EXTRAIT DU TEXTE
○ ○ ○ ○

En outre, les contrôles des établissements accueillant les enfants placés sont insuffisants.
Essentiellement par manque de personnel pour les effectuer : au niveau national, les députés ont recensé que 62 postes à temps plein “sont dédiés à des missions d’inspection-contrôle” des structures d’accueil.
Autrement dit, chacun de ces postes devrait contrôler 47 000 établissements, “soit 746 dispositifs” par poste.
Un sujet délaissé politiquement
Les parlementaires regrettent l’absence de politique tangible depuis 2017, date du dernier ministère de plein exercice dédié à l’enfance.
“L’enfance a été, soit oubliée, soit, au mieux, incluse dans le périmètre de compétences d’un ministre délégué ou d’un secrétaire d’Etat”, déplorent les auteurs du rapport.
Cela n’a “pas permis d’impulser la prise de conscience et surtout l’action nécessaires sur ce sujet au plus haut sommet de l’Etat”, dénoncent-ils.
Fin décembre 2024, lors de la formation du gouvernement de François Bayrou, l’absence de portefeuille explicitement dédié à la protection de l’enfance avait suscité l’inquiétude des associations.
Pour pallier ce manque, Emmanuel Macron a nommé, début 2025, Sarah El Haïry à la tête d’un haut-commissaire dédié au sujet, qui laisse les acteurs sceptiques quant à son efficacité.
Des enfants exposés à des problèmes de santé, à la prostitution et à la précarité
“Les enfants de l’ASE connaissent deux fois plus de maladies cardiovasculaires, deux à trois plus fois de maladies respiratoires, deux fois plus de cancers”, a affirmé en audition la professeure Céline Greco, cheffe du service de médecine de la douleur et palliative de l’hôpital Necker-enfants malades.
Côté santé mentale, ces enfants sont plus enclins à connaître des troubles du sommeil, des conduites alimentaires et du comportement, ainsi que des syndromes dépressifs, notent les députés.
Les élus ont également enquêté sur la prostitution des jeunes de l’ASE, qui concernerait 15 000 mineurs suivis par ces services.

○ ○ ○ ○

DOCUMENTS SOURCES
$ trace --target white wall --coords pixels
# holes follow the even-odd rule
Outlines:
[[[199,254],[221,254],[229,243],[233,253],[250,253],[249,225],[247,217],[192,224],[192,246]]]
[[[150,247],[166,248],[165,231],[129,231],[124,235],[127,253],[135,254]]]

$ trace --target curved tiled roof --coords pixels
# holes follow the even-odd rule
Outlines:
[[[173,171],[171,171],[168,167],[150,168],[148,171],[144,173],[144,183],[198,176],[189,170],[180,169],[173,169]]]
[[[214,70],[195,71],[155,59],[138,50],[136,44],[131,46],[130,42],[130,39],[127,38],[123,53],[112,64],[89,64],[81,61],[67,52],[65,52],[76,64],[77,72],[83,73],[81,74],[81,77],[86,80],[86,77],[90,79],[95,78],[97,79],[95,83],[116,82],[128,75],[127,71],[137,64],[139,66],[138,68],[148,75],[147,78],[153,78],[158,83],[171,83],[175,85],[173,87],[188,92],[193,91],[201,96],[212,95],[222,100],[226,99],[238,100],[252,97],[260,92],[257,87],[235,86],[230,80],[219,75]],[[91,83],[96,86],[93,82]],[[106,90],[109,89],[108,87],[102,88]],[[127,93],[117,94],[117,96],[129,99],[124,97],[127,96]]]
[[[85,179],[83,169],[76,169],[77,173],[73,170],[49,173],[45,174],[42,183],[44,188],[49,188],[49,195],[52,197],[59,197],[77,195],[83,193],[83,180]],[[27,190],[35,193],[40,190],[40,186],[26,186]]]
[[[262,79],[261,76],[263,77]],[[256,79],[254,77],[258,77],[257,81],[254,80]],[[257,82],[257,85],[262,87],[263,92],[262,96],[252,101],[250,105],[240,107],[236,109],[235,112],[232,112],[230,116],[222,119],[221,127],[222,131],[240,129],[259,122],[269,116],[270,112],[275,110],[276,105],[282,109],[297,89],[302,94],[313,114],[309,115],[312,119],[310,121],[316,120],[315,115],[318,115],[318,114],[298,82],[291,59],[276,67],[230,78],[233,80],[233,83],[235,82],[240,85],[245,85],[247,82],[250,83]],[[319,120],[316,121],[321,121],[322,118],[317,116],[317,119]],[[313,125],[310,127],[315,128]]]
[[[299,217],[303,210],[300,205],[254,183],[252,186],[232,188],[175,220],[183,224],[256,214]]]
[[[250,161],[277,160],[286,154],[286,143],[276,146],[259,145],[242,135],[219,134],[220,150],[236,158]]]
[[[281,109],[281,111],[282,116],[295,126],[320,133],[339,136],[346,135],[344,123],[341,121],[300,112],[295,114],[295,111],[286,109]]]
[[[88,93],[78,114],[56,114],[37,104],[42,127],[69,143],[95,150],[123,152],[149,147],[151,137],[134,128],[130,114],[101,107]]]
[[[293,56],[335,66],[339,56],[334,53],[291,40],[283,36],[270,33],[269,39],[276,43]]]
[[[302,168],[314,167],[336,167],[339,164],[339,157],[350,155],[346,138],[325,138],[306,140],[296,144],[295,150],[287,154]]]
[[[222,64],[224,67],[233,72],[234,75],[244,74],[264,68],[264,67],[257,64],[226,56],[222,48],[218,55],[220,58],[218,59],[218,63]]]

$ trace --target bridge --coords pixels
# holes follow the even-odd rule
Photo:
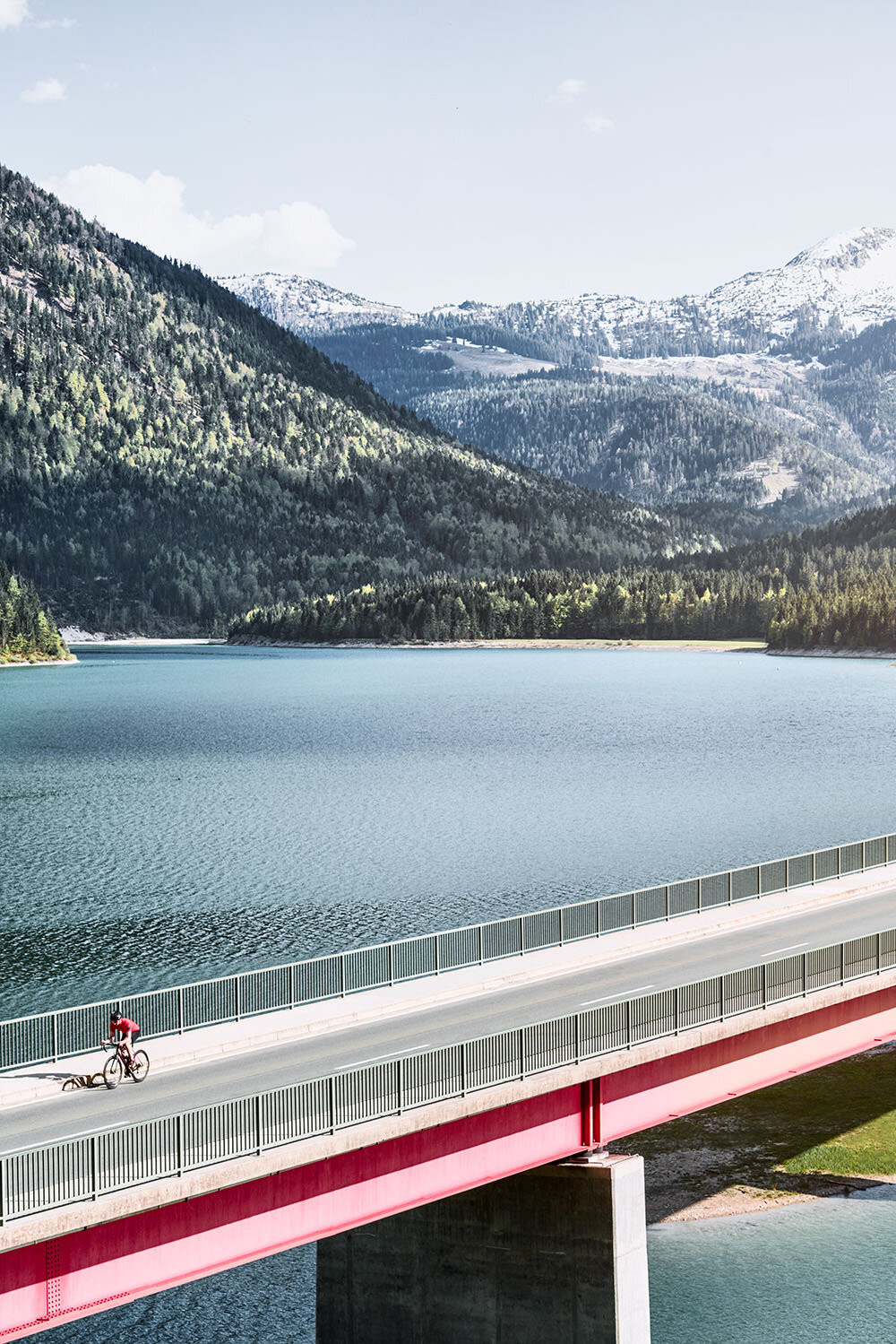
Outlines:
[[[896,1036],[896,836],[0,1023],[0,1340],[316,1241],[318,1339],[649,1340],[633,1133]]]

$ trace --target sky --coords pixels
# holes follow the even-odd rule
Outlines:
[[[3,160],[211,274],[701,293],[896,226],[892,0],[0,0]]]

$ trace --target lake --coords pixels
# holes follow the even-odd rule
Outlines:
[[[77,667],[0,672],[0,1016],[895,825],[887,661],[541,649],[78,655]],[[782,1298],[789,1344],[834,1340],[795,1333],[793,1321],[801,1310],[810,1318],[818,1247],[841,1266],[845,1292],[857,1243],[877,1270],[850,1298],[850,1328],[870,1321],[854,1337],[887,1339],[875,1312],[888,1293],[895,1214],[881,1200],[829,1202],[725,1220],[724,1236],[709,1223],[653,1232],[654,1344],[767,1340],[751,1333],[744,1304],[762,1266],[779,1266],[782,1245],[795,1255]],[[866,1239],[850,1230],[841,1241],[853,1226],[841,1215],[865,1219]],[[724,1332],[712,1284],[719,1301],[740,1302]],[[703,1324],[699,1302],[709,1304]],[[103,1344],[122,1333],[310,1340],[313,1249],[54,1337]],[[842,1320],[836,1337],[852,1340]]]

○ ○ ○ ○

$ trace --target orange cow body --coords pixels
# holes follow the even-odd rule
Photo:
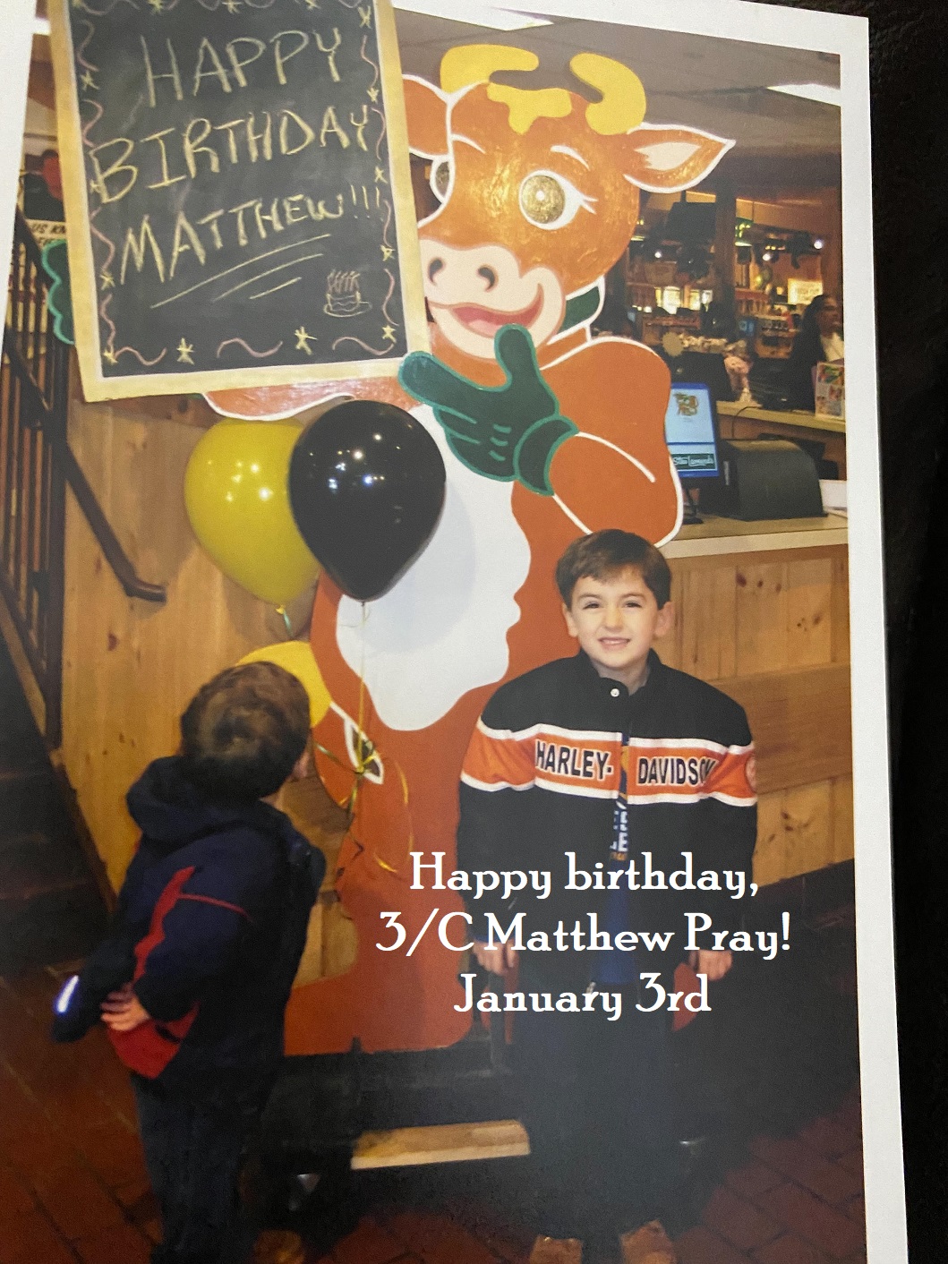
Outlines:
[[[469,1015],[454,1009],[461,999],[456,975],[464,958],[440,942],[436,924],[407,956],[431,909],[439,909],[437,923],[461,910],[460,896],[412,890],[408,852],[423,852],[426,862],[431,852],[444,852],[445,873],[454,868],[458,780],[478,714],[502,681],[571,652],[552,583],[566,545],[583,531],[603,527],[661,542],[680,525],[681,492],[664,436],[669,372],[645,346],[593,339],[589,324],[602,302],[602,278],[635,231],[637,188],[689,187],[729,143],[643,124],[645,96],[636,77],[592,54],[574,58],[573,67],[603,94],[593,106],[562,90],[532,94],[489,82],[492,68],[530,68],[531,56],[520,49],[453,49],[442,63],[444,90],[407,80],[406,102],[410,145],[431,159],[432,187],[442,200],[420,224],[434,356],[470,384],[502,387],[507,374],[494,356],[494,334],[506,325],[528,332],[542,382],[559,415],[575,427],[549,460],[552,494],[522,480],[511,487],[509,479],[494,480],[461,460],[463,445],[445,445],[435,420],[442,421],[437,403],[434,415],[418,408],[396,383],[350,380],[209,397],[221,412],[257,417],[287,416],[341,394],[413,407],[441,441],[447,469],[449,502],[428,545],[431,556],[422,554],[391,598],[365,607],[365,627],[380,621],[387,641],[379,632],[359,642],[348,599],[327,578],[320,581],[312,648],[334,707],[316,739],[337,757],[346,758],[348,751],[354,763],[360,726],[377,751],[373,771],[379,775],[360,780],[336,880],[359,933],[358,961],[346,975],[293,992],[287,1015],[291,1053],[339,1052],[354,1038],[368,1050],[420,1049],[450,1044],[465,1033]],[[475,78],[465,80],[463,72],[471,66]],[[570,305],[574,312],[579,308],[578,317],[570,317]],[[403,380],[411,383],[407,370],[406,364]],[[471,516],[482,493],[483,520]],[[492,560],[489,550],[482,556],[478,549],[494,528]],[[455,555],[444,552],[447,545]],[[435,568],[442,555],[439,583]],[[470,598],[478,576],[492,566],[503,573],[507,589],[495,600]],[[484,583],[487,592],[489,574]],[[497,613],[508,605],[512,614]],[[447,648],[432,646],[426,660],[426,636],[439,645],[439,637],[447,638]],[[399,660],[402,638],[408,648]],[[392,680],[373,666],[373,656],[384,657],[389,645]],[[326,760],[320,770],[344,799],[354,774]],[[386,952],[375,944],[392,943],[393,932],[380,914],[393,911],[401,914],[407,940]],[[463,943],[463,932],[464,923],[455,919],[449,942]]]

○ ○ ○ ○

CONSIGNES
[a] Renvoyez le passage de l'extrait sur la protection de l'enfance qui s'ouvre sur les mots contenant « Côté santé mentale, ces » et se ferme sur « notent les députés. ».
[b] D'après l'extrait sur la protection de l'enfance, combien de postes à temps plein sont consacrés, au niveau national, aux missions d'inspection-contrôle des structures d'accueil ?
[c] Énumérez les problèmes de santé mentale auxquels, selon les députés cités dans l'extrait sur la protection de l'enfance, les enfants de l'ASE sont plus enclins.

LISTE DES SOLUTIONS
[a]
Côté santé mentale, ces enfants sont plus enclins à connaître des troubles du sommeil, des conduites alimentaires et du comportement, ainsi que des syndromes dépressifs, notent les députés.

[b] 62 postes à temps plein.

[c]
- troubles du sommeil
- troubles des conduites alimentaires
- troubles du comportement
- syndromes dépressifs